Problems to solve:
1) From the piece about Harry's blind obstacle course, reproduce the part that opens with the words containing "If you’ve got" and closes with "a year ago.", swapping "vision impairment" for "sight loss".
2) Answer these questions from the piece about Harry's blind obstacle course.
(a) How old is Harry Nicholls?
(b) How many children from the junior school took part in the event?
(c) Who helped Harry make the blindfolds?
3) List every school, organization and place named in the piece about Harry's blind obstacle course.

Study text:

[Start of Attachment]

If you’ve got a condition which affects your sight, what better way than explain it to your friends than through a blind obstacle race?
That’s exactly what 11-year-old Harry Nicholls did to raise awareness of his condition. He wanted his friends to walk – or run – in his shoes and experience what it’s like to have a vision impairment.
Harry’s blind obstacle course
Harry is a year 5 pupil at Scotch College (link opens in new window) in Nedlands and has an auto immune disease which means he has limited sight. His vision loss started a year ago.
“My left eye is worse than my right eye. I use a bigger iPad and a larger keyboard than anyone else. My close friends know about my condition, but I knew an obstacle challenge would be a way to raise more awareness. I wanted it to be a fundraiser with donations going to VisAbility.”
I really wanted to give something back to VisAbility. They have helped me so much. I was struggling before they stepped in to support me.Harry Nicholls
11-year-old with vision impairment
“I spoke to the school about doing a fundraiser and they were really supportive. My grandmother helped me to make the blindfolds. She lives next door to me and I spend a lot of time with her,” explains Harry.
All 220 children from Scotch College Junior School (link opens in new window) took part. The event took place on the last day of the winter term.
“I decided to create an obstacle course where the children had to walk around trees and cones. The younger children each had a guide. The older ones didn’t, they just gave out verbal directions. There was a minor mishap when one of the boys walked into a tree but he wasn’t hurt,” he says.

[End of Attachment]

[Point localization data]
[Start of Attachment]

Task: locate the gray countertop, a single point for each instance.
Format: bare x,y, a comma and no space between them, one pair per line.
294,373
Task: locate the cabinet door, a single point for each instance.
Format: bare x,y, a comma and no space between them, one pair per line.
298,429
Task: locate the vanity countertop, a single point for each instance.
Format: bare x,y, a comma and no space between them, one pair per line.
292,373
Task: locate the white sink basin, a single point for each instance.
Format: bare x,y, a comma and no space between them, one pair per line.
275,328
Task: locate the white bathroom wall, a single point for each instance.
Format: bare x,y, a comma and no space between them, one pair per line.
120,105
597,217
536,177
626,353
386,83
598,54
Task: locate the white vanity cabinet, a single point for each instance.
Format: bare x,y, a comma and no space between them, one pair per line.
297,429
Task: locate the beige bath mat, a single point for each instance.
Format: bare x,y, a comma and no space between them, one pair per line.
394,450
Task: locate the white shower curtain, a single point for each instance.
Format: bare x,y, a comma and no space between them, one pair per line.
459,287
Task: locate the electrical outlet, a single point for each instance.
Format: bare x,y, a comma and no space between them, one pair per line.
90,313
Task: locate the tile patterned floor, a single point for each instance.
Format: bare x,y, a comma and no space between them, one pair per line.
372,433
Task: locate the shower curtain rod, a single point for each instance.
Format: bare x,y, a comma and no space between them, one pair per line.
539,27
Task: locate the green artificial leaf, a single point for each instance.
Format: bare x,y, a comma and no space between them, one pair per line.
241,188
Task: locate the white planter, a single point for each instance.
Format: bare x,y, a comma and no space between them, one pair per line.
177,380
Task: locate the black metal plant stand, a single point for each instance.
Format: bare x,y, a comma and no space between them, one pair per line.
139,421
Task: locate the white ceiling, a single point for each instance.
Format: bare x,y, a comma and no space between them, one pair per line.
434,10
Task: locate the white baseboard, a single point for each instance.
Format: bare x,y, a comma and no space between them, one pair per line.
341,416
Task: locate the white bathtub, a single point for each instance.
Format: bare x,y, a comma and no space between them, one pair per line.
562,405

[End of Attachment]

Outputs in order:
1)
If you’ve got a condition which affects your sight, what better way than explain it to your friends than through a blind obstacle race?
That’s exactly what 11-year-old Harry Nicholls did to raise awareness of his condition. He wanted his friends to walk – or run – in his shoes and experience what it’s like to have a sight loss.
Harry’s blind obstacle course
Harry is a year 5 pupil at Scotch College (link opens in new window) in Nedlands and has an auto immune disease which means he has limited sight. His vision loss started a year ago.

2)
(a) Harry Nicholls is 11 years old.
(b) All 220 children took part.
(c) His grandmother helped him make the blindfolds.

3)
Scotch College
Nedlands
VisAbility
Scotch College Junior School